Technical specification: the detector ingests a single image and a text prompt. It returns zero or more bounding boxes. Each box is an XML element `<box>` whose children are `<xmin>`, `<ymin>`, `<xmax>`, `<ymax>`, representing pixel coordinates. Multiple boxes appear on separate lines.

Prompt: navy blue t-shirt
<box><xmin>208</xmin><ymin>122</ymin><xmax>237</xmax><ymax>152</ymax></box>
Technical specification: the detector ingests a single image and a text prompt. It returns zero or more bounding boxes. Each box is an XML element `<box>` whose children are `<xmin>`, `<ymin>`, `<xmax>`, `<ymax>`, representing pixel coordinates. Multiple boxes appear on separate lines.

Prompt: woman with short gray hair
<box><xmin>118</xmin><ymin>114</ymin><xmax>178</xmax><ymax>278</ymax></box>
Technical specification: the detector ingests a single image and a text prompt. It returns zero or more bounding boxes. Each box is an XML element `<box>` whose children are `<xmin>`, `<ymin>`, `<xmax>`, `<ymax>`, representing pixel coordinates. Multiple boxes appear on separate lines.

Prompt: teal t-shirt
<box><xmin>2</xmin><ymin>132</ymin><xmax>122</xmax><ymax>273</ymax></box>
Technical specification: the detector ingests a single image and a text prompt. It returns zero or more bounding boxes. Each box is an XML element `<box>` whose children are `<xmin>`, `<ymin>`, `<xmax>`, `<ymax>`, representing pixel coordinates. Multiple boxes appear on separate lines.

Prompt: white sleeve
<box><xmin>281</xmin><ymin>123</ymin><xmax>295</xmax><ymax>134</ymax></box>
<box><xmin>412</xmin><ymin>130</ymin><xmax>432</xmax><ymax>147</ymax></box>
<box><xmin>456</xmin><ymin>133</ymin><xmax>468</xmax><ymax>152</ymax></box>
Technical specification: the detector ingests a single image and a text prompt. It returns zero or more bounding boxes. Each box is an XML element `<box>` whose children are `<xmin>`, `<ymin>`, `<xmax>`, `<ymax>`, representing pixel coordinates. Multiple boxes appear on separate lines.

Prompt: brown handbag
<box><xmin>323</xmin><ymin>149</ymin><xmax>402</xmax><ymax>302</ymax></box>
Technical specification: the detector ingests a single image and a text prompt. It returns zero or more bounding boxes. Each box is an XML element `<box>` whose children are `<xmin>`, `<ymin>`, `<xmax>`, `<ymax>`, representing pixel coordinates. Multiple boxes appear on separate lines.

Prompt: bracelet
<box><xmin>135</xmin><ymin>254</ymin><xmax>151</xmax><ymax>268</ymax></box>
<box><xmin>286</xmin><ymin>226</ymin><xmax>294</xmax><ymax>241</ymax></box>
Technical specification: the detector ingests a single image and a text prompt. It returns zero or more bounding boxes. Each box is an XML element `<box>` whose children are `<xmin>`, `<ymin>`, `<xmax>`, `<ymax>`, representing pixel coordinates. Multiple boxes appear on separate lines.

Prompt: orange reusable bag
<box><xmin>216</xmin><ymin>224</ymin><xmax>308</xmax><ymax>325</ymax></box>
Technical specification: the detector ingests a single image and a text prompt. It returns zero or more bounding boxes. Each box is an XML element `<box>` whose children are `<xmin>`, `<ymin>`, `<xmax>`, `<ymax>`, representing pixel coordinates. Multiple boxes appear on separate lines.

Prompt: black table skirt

> [Aim of the task] Start at the first line and transcribe the data exactly through the last.

> [Output]
Technical specification: the detector ingests a single image and a text prompt. It returns zero or more bounding boxes. Each box is an XML element `<box>` whose children are `<xmin>`, `<ymin>`, `<xmax>`, `<ymax>`, representing pixel coordinates. Multiple boxes appear on separate lines.

Prompt: navy blue t-shirt
<box><xmin>208</xmin><ymin>122</ymin><xmax>237</xmax><ymax>152</ymax></box>
Technical specification: the detector ingests a single image and a text prompt. It returns zero or more bounding boxes. Each box is an XML element `<box>` whose children are `<xmin>`, `<ymin>`, `<xmax>`, `<ymax>`, representing pixel coordinates. Multiple boxes appear on separate lines.

Prompt: woman with short gray hair
<box><xmin>118</xmin><ymin>114</ymin><xmax>178</xmax><ymax>278</ymax></box>
Technical specification: the detector ingests a single image and a text prompt. It returns zero or more bounding boxes. Each box is an XML element `<box>` whose children are `<xmin>`, `<ymin>`, `<xmax>`, `<ymax>`, representing pixel coordinates. Multiple boxes appear on separate lines.

Prompt: teal t-shirt
<box><xmin>2</xmin><ymin>132</ymin><xmax>122</xmax><ymax>273</ymax></box>
Technical specification: the detector ingests a single image and a text prompt. It returns zero or more bounding boxes. Each box is an XML element `<box>` whose children are `<xmin>`, `<ymin>`, `<xmax>`, `<ymax>`, representing pixel coordinates. Multiple boxes appear on separate lines.

Prompt: white sleeve
<box><xmin>281</xmin><ymin>123</ymin><xmax>295</xmax><ymax>134</ymax></box>
<box><xmin>412</xmin><ymin>130</ymin><xmax>432</xmax><ymax>147</ymax></box>
<box><xmin>456</xmin><ymin>133</ymin><xmax>468</xmax><ymax>152</ymax></box>
Technical specification: the detector ingests a single image and a text prompt. It returns zero or more bounding boxes. Each box is an XML element `<box>` whose children are `<xmin>`, `<ymin>`, `<xmax>`, `<ymax>`, representing pixel coordinates. Multiple boxes appear on separate lines.

Prompt: brown handbag
<box><xmin>323</xmin><ymin>149</ymin><xmax>402</xmax><ymax>302</ymax></box>
Technical specification: the detector ingests a single image and a text prompt. It returns zero or more bounding boxes. Each box is an XML element `<box>` whose children are `<xmin>`, `<ymin>`, `<xmax>`, `<ymax>`, representing pixel coordinates. Multiple boxes appear on separate lines.

Prompt: bracelet
<box><xmin>135</xmin><ymin>254</ymin><xmax>151</xmax><ymax>268</ymax></box>
<box><xmin>286</xmin><ymin>226</ymin><xmax>294</xmax><ymax>241</ymax></box>
Technical specification: the detector ingests a single image and a text prompt. It returns zero or more bounding boxes. Each box is an XML element `<box>` whose children are `<xmin>`, `<ymin>`, `<xmax>`, `<ymax>`, representing pixel coordinates. Multiple boxes appear on separate lines.

Prompt: orange reusable bag
<box><xmin>216</xmin><ymin>224</ymin><xmax>308</xmax><ymax>325</ymax></box>
Technical specification: the detector ingests a single image and a text prompt. It returns zero or more bounding boxes. Each box is an XML element `<box>` whose children are `<xmin>`, `<ymin>`, `<xmax>`, `<ymax>`, representing pixel coordinates. Multiple boxes appear on separate lines.

Prompt: black table skirt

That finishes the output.